→ Records for processing:

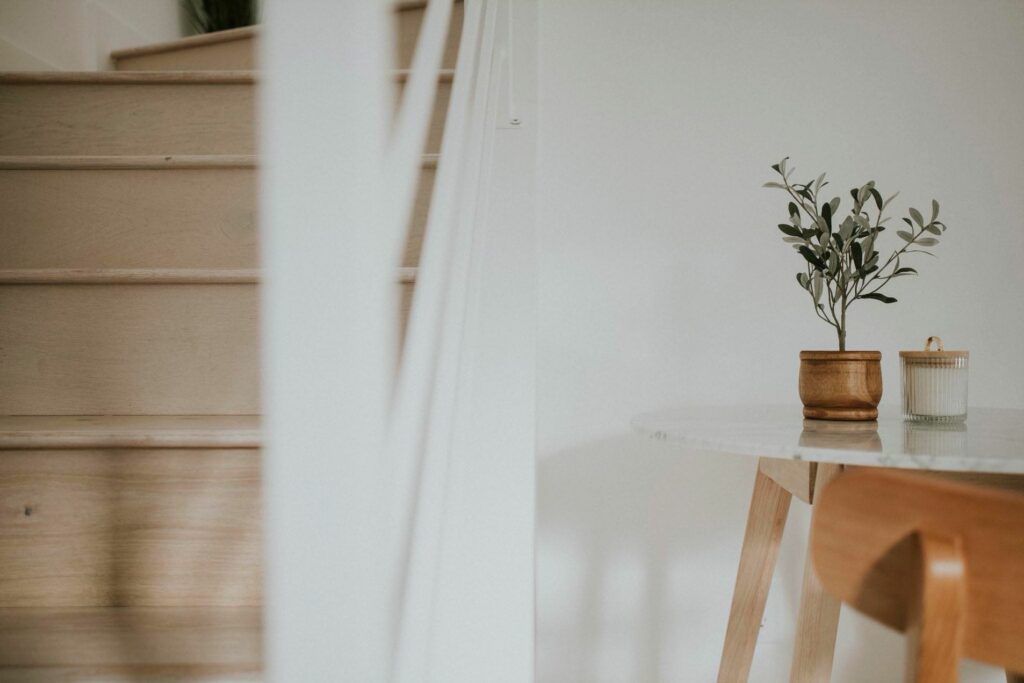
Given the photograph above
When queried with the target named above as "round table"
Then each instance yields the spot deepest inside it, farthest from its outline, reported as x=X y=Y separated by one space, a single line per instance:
x=798 y=457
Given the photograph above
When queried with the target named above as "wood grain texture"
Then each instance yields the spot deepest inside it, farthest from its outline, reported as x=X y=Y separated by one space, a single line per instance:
x=863 y=545
x=765 y=523
x=176 y=218
x=796 y=476
x=936 y=610
x=132 y=674
x=233 y=49
x=138 y=116
x=99 y=349
x=841 y=385
x=817 y=621
x=146 y=431
x=130 y=528
x=207 y=640
x=198 y=40
x=129 y=276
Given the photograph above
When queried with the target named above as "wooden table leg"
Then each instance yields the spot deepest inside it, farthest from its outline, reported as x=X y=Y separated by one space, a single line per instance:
x=765 y=522
x=818 y=620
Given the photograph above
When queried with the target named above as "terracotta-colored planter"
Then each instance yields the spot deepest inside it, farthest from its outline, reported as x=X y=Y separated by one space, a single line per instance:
x=841 y=385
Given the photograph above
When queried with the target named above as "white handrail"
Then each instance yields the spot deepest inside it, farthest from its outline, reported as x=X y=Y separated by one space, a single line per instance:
x=401 y=164
x=426 y=395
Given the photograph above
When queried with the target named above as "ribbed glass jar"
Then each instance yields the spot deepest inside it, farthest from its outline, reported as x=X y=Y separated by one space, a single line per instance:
x=934 y=384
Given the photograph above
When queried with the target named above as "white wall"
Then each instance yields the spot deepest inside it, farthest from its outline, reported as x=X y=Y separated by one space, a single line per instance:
x=79 y=35
x=664 y=283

→ Directions: Retype every entry above line for line, keeping each character unchanged, and leave the pictures out of your copy.

→ Worked solution:
Given the photograph above
When queried with the target named above as "round table"
Then each instance yields the spot deepest inside it, farthest from its outline, reported as x=X y=Y separated by one space, a single line per instance:
x=798 y=457
Given the photograph above
When queried with the target named above as "wood grain texture"
Then each instance yields the spot deepest inside it, farthest from its outline, reported as x=X y=Y separated by one space, a single line per instance:
x=863 y=545
x=765 y=523
x=176 y=218
x=796 y=476
x=936 y=610
x=132 y=674
x=233 y=49
x=138 y=116
x=99 y=349
x=841 y=385
x=817 y=621
x=146 y=431
x=130 y=528
x=207 y=640
x=198 y=40
x=129 y=276
Given the photograph above
When queried with the target named above as "wooden table leg"
Then each instance yields the spot deepest inside it, farthest from its outline, reported as x=X y=Y separated by one space, a single line per instance:
x=765 y=522
x=818 y=620
Given the photograph above
When queried with the target named above as "terracotta-colored planter"
Then each instance yields the spot deepest inside it, farthest from its outline, reported as x=X y=Y separated by one space, a single line per instance:
x=841 y=385
Given the photograph above
When queried with the target named above as "white handrail"
Then each instance yields the spot deepest inside it, farthest from its outline, reported as x=X y=Y separated by one space, a single line per instance:
x=401 y=164
x=426 y=395
Given the photograph above
When queried with the target named above as "ribbed glass jar"
Then each instance yields the spot deepest inside it, farthest from its outline, reported as x=X y=Y separated by one space, a single line per instance:
x=934 y=384
Given the photograph above
When queried with the target named above as "white wall"
Then each instance yields the spot deepest inside it, farthest from its outline, reported as x=X y=Y separated by one space, a single line per instance:
x=79 y=35
x=664 y=283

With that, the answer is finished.